REQUIRED ACTION:
Go line by line through the data and copy those with the word "post".

EXTRACTED INFORMATION:
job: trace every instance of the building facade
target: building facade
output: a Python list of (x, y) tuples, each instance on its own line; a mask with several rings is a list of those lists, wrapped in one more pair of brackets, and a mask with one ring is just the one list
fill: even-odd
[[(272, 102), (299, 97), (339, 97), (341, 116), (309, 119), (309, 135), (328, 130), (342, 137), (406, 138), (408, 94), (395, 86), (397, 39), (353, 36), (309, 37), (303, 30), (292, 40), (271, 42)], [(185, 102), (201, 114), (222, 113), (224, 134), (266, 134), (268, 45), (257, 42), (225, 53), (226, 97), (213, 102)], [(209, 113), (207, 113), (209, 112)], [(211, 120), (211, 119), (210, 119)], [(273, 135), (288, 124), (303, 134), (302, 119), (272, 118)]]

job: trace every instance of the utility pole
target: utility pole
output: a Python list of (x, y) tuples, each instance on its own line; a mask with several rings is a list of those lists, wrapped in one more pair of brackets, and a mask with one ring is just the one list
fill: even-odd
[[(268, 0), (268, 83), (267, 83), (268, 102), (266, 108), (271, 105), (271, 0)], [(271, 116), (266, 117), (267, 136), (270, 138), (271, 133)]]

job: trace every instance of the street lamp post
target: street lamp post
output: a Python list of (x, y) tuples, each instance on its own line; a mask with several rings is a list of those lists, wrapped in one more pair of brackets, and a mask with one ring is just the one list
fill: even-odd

--

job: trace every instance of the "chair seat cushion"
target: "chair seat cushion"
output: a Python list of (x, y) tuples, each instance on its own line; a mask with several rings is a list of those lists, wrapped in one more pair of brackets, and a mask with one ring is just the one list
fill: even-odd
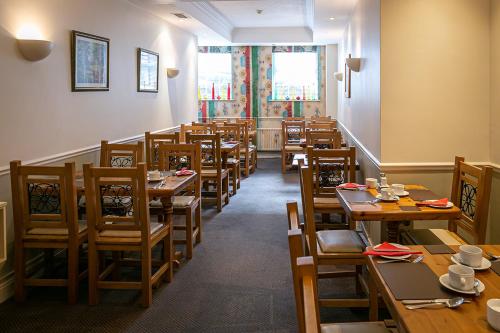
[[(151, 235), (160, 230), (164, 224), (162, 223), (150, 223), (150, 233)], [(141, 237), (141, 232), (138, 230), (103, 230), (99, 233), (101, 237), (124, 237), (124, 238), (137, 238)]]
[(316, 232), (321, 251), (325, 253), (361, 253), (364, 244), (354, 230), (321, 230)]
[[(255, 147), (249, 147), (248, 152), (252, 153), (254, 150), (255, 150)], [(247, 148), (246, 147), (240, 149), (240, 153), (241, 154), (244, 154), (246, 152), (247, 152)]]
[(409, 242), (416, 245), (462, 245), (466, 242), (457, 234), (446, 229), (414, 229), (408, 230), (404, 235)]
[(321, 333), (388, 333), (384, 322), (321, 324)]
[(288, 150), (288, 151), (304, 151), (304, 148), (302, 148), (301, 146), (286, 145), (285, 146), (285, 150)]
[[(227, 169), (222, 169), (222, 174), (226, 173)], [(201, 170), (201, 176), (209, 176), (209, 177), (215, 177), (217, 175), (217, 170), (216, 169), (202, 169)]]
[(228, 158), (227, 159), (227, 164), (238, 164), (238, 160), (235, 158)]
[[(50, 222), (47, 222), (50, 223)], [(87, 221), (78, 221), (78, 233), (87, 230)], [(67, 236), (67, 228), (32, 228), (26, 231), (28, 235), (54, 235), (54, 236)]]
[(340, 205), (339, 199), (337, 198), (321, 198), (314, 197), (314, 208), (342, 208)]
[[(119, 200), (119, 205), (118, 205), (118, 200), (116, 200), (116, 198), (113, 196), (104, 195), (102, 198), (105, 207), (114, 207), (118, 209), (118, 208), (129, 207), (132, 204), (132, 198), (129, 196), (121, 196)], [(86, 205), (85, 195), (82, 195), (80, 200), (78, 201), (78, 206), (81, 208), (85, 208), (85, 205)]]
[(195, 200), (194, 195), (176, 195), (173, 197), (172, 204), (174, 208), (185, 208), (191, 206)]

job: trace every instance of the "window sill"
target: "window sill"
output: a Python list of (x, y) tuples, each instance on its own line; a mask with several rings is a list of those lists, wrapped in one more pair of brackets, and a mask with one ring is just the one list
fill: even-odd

==

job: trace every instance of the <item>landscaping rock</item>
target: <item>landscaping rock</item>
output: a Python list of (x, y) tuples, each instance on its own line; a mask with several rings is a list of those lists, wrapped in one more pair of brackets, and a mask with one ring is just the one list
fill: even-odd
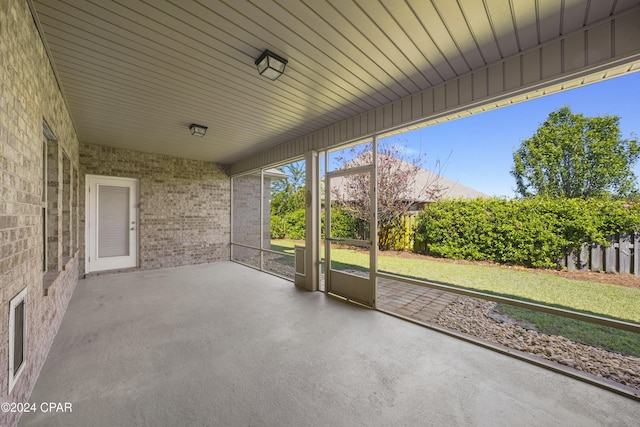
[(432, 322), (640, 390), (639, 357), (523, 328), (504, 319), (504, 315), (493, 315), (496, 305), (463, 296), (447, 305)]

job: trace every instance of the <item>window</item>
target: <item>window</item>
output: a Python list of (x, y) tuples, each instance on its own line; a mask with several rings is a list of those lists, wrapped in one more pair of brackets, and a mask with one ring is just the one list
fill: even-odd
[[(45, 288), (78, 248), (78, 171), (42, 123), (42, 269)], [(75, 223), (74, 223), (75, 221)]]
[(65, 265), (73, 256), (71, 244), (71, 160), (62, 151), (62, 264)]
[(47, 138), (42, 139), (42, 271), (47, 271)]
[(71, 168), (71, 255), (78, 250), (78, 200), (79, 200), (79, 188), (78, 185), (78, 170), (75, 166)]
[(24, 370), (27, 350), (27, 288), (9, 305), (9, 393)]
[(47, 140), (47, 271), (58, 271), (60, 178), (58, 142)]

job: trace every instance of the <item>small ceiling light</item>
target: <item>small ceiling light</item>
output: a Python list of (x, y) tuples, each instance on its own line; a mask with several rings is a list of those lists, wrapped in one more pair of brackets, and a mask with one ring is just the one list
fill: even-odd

WORKED SOLUTION:
job: trace every instance of the street lamp post
target: street lamp post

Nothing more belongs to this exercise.